> [DOCUMENT TEXT]:
The team arrived at 2:45 a.m., tired but safe. They settled into the villa in the quiet hours before dawn while I tried, mostly unsuccessfully, to sleep. By 8:55 a.m., I was up, dressed, and sitting on the stone wall outside, waiting to be picked up to try again with the supplies.
At exactly 9:00 a.m., a car pulled up and Devotha climbed out, running toward me with open arms like we were long-lost friends. Eugene was driving. The team was still asleep as I left, but the city was very much awake. The drive to the airport that morning was much busier than the slow Sunday traffic of my arrival. Kigali had shifted into weekday mode.
After we passed through security and parked, Devotha and I made our way to Passport Control. I was so grateful she was with me. We stood there for forty-five minutes or more while my passport was checked four separate times. A photo was taken. Eventually, I was issued a badge that allowed me to walk back into the airport and toward Customs.
The conversation with the customs agent did not go the way I had hoped. The more we talked, the more convinced I became that some of those supplies were not leaving the airport with us that day. Three hours after we arrived, we walked out of the airport with those supplies that were in the checked suitcases that they did allow us to take. The electronic supplies stayed behind. Yet, the team carried with them enough to make our promises whole.
"There are days when the work looks like teaching, or listening, or sitting cross-legged on a classroom floor. And there are days when the work looks like forms, regulations, and the slow, discouraging realization that something you thought would be simple is not simple at all.Today was both."— Dr. Laurie Bailey, field notes
Drums, Dancing, and Open Hands
From the airport, I headed to meet up with the team for pizza before we drove together to the Africa Transformation Network (ATN) campus. The drive to ATN is about thirty minutes — enough time to shift gears from airport negotiations to what waited for us on the ground.
When we arrived, we climbed out of the vans and headed upstairs. The ATN educators and staff were there to greet us. We went around the room, each person introducing themselves. Then Mapendo smiled and told us that some of the students had prepared a performance.
The drums started.
Four boys, dressed in traditional clothing and carrying wooden spears, stepped forward wearing carved masks. They moved with a power and precision that made the whole room quiet. After that, two of the boys danced solo, the rhythm of the drums carrying them. Then it was the girls’ turn. They came out in traditional attire, moving with joy and strength, and before long they were reaching for our hands, inviting us to join them.

> [REQUIRED TASKS]:
**a.** Decide whether each statement below agrees with the Kigali trip account, answering yes or no and quoting the words of the account that settle it. (i) Eugene drove the car that came to pick the narrator up. (ii) At Passport Control, the narrator's passport was checked twice. (iii) The electronic supplies left the airport with the narrator that day.
**b.** Pick up the Kigali trip account after its last sentence and continue the narrative from there.

> [Source data]:
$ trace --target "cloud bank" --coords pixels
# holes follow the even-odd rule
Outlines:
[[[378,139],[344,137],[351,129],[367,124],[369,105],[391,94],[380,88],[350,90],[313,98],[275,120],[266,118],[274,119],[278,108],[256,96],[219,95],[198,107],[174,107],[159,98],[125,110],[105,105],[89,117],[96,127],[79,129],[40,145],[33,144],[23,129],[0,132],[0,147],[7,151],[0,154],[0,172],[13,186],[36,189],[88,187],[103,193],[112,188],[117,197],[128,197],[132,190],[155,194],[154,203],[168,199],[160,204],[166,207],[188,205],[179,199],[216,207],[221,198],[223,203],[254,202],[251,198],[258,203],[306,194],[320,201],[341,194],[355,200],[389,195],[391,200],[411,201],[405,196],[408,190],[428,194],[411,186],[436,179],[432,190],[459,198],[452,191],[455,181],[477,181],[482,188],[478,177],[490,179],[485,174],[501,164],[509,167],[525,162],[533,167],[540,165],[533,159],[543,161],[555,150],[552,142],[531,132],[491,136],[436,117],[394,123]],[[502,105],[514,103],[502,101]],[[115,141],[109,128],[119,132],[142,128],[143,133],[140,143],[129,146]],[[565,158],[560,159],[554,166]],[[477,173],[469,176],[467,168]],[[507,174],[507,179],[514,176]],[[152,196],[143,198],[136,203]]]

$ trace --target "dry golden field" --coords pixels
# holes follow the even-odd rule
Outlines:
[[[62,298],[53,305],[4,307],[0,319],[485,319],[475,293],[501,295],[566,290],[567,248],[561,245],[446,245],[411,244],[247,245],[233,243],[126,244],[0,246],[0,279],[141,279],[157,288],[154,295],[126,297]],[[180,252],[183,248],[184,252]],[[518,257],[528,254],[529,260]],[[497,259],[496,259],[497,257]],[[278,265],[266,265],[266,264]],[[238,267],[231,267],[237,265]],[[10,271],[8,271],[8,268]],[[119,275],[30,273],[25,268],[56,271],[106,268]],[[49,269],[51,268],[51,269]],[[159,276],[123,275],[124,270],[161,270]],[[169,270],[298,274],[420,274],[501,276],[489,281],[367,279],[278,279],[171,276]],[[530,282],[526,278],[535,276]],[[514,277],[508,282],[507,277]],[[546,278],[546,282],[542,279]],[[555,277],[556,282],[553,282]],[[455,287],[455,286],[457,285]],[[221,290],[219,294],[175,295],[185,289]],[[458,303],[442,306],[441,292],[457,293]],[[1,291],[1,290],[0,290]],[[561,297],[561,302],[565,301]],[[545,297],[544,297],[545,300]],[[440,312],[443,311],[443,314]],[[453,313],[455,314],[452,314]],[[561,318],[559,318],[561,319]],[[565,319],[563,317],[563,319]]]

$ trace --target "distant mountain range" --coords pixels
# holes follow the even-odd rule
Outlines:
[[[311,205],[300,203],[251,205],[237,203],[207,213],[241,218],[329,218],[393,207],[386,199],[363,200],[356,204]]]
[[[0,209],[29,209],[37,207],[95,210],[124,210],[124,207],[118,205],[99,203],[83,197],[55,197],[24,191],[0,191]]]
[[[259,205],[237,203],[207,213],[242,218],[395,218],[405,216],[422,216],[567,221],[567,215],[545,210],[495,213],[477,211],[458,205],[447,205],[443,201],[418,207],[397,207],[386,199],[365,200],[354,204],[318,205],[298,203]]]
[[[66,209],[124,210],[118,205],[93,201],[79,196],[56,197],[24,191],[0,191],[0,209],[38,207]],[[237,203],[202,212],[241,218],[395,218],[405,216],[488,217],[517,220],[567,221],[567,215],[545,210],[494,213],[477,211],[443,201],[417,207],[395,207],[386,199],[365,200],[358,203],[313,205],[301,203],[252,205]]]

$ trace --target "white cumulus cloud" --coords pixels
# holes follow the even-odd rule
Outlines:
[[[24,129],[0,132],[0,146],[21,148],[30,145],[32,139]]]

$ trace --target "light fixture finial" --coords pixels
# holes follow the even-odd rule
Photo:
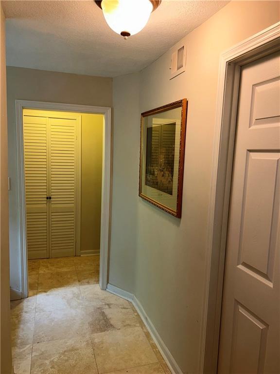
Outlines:
[[[145,27],[151,13],[161,2],[161,0],[95,0],[108,26],[124,39]]]

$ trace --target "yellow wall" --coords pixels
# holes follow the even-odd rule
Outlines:
[[[12,369],[10,328],[8,149],[5,16],[0,5],[0,373]]]
[[[81,254],[100,247],[103,116],[82,116]]]

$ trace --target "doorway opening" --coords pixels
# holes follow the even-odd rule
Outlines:
[[[110,109],[22,100],[16,104],[21,297],[28,295],[28,261],[39,259],[63,258],[58,263],[62,267],[71,259],[80,259],[78,268],[84,263],[91,278],[94,270],[95,278],[98,266],[99,284],[105,289]]]

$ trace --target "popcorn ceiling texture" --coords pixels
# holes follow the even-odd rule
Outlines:
[[[163,0],[125,40],[88,1],[3,1],[7,64],[114,77],[141,70],[228,1]]]

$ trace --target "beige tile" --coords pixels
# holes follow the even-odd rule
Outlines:
[[[107,291],[103,291],[99,284],[80,286],[80,289],[85,304],[96,306],[115,304],[123,308],[130,307],[130,302]]]
[[[80,307],[82,297],[78,287],[40,290],[37,296],[36,312],[74,309]]]
[[[156,363],[110,372],[107,374],[165,374],[165,373],[160,364]]]
[[[32,354],[32,344],[13,348],[13,365],[15,374],[30,374]]]
[[[40,273],[53,273],[56,271],[75,270],[73,257],[46,259],[40,261]]]
[[[64,339],[34,344],[31,374],[97,374],[90,340]]]
[[[99,256],[85,256],[81,257],[75,257],[74,263],[77,271],[97,271],[99,269]]]
[[[39,273],[28,276],[28,288],[29,291],[37,291]]]
[[[39,260],[28,260],[28,275],[36,275],[39,273],[40,267]]]
[[[110,321],[102,308],[87,306],[83,309],[84,320],[87,321],[90,334],[103,333],[114,330],[115,327]]]
[[[88,336],[88,320],[82,309],[36,313],[34,343]]]
[[[84,270],[77,271],[79,283],[81,285],[99,283],[99,271]]]
[[[136,327],[139,323],[131,309],[113,307],[104,309],[104,313],[116,329],[120,329],[130,327]]]
[[[140,327],[95,334],[91,339],[101,374],[158,362]]]
[[[73,287],[78,285],[78,278],[75,271],[57,271],[54,273],[41,273],[39,274],[39,290]]]
[[[37,291],[29,292],[29,297],[20,300],[11,301],[12,316],[19,316],[21,313],[35,312]]]
[[[168,366],[167,366],[165,362],[163,361],[160,363],[161,364],[161,366],[162,367],[162,369],[164,370],[164,374],[171,374],[171,372],[170,371],[169,368]]]
[[[22,313],[11,318],[12,346],[31,344],[33,340],[35,313]]]

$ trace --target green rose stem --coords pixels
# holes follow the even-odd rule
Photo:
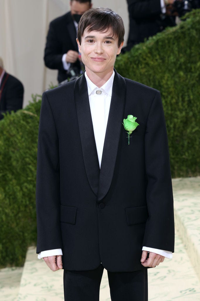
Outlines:
[[[129,145],[130,144],[130,134],[128,133],[128,144]]]
[[[128,134],[128,144],[130,144],[130,135],[138,126],[139,125],[137,122],[136,122],[137,117],[133,117],[133,115],[128,115],[126,119],[124,119],[122,124]]]

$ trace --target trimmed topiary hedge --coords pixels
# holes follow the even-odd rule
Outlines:
[[[160,90],[172,177],[199,174],[200,11],[119,56],[123,76]],[[133,95],[134,97],[134,95]],[[41,96],[0,122],[0,267],[23,264],[36,238],[35,192]]]
[[[119,56],[115,64],[123,76],[161,92],[174,178],[200,172],[200,10],[189,16]]]
[[[36,238],[35,192],[41,97],[0,122],[0,267],[20,266]]]

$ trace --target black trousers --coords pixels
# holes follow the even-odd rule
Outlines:
[[[103,269],[101,264],[91,271],[64,270],[65,301],[99,301]],[[108,272],[108,276],[112,301],[148,301],[147,269],[127,272]]]

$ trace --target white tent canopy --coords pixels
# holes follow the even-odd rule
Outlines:
[[[122,18],[128,31],[126,0],[92,0],[93,7],[108,7]],[[49,24],[69,10],[70,0],[0,0],[0,56],[4,67],[23,83],[24,107],[32,93],[41,94],[51,82],[57,83],[57,71],[46,68],[44,49]]]

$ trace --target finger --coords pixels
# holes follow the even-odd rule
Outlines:
[[[142,254],[142,257],[140,261],[141,262],[144,262],[146,260],[146,258],[147,257],[148,252],[147,251],[143,251]]]
[[[55,272],[59,269],[55,263],[56,256],[48,256],[44,257],[44,260],[49,268],[53,272]]]
[[[56,262],[57,266],[60,269],[62,268],[62,256],[57,255],[56,259]]]
[[[144,262],[142,263],[142,264],[143,266],[149,267],[151,268],[153,267],[152,265],[153,264],[156,255],[157,254],[155,253],[150,252],[148,258],[147,260],[145,260]],[[155,265],[154,265],[154,267],[155,266]]]

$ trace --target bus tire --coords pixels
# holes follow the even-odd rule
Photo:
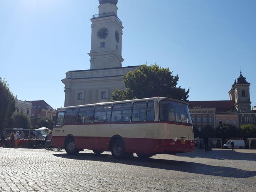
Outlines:
[[[76,155],[79,151],[76,148],[74,140],[71,137],[68,138],[65,142],[65,150],[68,155]]]
[[[94,153],[98,155],[101,154],[102,153],[104,152],[104,151],[101,151],[101,150],[93,150],[93,151]]]
[[[139,158],[142,159],[148,159],[153,156],[152,154],[136,153]]]
[[[125,154],[125,143],[121,139],[116,139],[112,142],[111,153],[114,158],[123,158]]]

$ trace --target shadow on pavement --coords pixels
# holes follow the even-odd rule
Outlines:
[[[245,160],[256,161],[256,153],[243,153],[242,149],[239,152],[229,149],[213,150],[205,152],[204,150],[197,150],[194,153],[184,153],[177,155],[179,157],[190,158],[202,158],[219,160]]]
[[[55,154],[57,157],[76,160],[96,161],[116,163],[125,165],[139,166],[195,174],[218,176],[231,178],[244,178],[256,175],[256,171],[246,171],[227,167],[209,165],[198,163],[186,162],[164,159],[150,158],[147,161],[142,160],[137,157],[130,159],[114,159],[108,154],[96,155],[94,153],[81,153],[76,155],[66,153]]]

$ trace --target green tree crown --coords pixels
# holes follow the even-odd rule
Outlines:
[[[6,126],[15,110],[14,96],[4,79],[0,77],[0,130]]]
[[[134,71],[124,77],[125,90],[116,88],[111,95],[112,101],[163,97],[187,101],[189,88],[177,87],[179,77],[172,75],[169,68],[164,68],[154,64],[140,66]]]

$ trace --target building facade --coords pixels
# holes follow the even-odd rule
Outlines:
[[[30,120],[34,127],[37,121],[41,118],[53,118],[56,116],[56,111],[44,100],[31,101],[32,104]]]
[[[115,88],[125,89],[124,76],[138,68],[122,66],[123,27],[117,17],[117,0],[99,2],[98,14],[91,20],[91,68],[66,73],[65,106],[110,101]]]
[[[244,124],[256,125],[256,110],[251,109],[250,84],[240,75],[229,91],[229,100],[189,101],[194,126],[200,130],[210,126],[216,128],[226,124],[240,128]]]
[[[17,96],[15,97],[15,106],[16,108],[16,113],[22,112],[26,114],[29,117],[31,115],[32,104],[30,101],[19,100]]]

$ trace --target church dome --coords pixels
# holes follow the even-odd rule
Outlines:
[[[99,4],[111,3],[116,5],[117,4],[117,0],[99,0]]]

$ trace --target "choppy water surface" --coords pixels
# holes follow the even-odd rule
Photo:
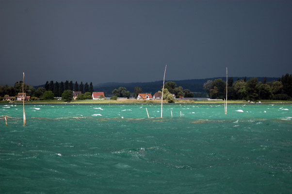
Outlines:
[[[163,107],[0,105],[0,193],[292,193],[292,105]]]

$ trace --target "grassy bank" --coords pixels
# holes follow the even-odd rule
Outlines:
[[[260,101],[262,103],[292,103],[291,100],[259,100],[257,101],[257,103]],[[22,103],[22,101],[12,101],[14,103]],[[8,103],[8,101],[0,101],[1,103]],[[165,103],[167,103],[166,101],[164,101]],[[26,101],[25,102],[26,103],[66,103],[67,102],[64,100],[34,100],[34,101]],[[118,99],[116,100],[72,100],[70,103],[97,103],[97,104],[133,104],[133,103],[161,103],[160,100],[137,100],[136,99]],[[223,104],[223,100],[176,100],[175,103],[214,103],[214,104]],[[250,102],[246,100],[228,100],[228,103],[250,103]]]

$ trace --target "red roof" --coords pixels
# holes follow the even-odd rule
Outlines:
[[[148,95],[149,98],[152,98],[152,95],[151,94],[139,94],[139,96],[141,97],[143,99],[147,99],[146,96]]]
[[[81,92],[74,92],[73,91],[73,96],[78,97],[78,95],[81,94]]]
[[[23,96],[26,96],[26,93],[18,93],[17,95],[18,97],[23,97]]]
[[[103,97],[104,97],[104,93],[103,92],[93,92],[92,95],[93,95],[93,97],[99,97],[101,95],[103,96]]]
[[[156,92],[155,94],[154,94],[154,95],[153,96],[154,96],[154,97],[155,97],[155,98],[161,97],[161,95],[159,94],[158,92]]]

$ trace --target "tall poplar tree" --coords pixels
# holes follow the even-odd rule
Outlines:
[[[45,89],[46,89],[46,91],[49,90],[49,81],[47,81],[47,82],[45,84]]]
[[[87,83],[87,82],[86,82],[85,84],[84,84],[84,93],[86,93],[87,92],[89,91],[89,87],[88,86],[88,84]]]
[[[74,85],[74,91],[75,92],[77,92],[79,91],[79,88],[78,87],[78,83],[77,83],[77,81],[75,82],[75,84]]]
[[[61,97],[62,95],[62,94],[64,92],[64,83],[63,81],[61,81],[60,83],[60,85],[59,86],[59,97]]]
[[[54,81],[52,81],[49,82],[49,90],[51,91],[52,92],[54,92]]]
[[[89,84],[89,92],[91,94],[93,92],[93,85],[92,85],[92,82],[90,82]]]
[[[80,85],[79,86],[79,91],[81,92],[82,94],[84,94],[84,91],[83,90],[83,83],[81,81]]]
[[[65,81],[65,87],[64,87],[64,90],[69,90],[69,81],[68,80],[66,80]]]
[[[54,86],[54,97],[59,97],[59,82],[56,81]]]
[[[69,82],[69,89],[71,91],[73,91],[73,81],[70,81]]]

> [ANSWERS BELOW]:
**a.**
(i) Yes: "Eugene was driving."
(ii) No: "my passport was checked four separate times."
(iii) No: "The electronic supplies stayed behind."

**b.**
At the doorway, younger students crowded in to watch the dancing — and to watch us. Curious, delighted, wide-eyed.
You can spend three hours at an airport feeling like nothing is moving, and thirty minutes on a campus remembering that what matters most cannot be measured in approvals or signatures."
Campus Tour
After the performance, we toured the campus. We walked through classrooms where teachers greeted us and students looked up from their desks. The P1 class sang us a song they had prepared, their voices rising together in a way that made it hard to remember I had started the day standing in a customs office.
We visited the farmland where they practice “Farming God’s Way,” learning methods that yield larger and more bountiful crops. We walked through the welding shop, where young men who have lost so many opportunities are learning a skill that can open doors again.
Then we began a prayer walk across the campus back toward our vehicles. As we walked, some of the students joined us. They reached for our hands. They gave high fives freely. They ran toward us and wrapped us in hugs without hesitation.
That’s the thing about this work that I can’t fully explain to people back home. These children have lived through things I will never fully understand. And yet they run. They reach. They want connection with the same desperate urgency that every child wants it — because that urgency is biological. It’s neurological. It doesn’t go away just because it’s been hurt.
The urgency to connect doesn’t disappear when it’s been hurt. It just goes underground — and waits for someone to be safe enough to run toward.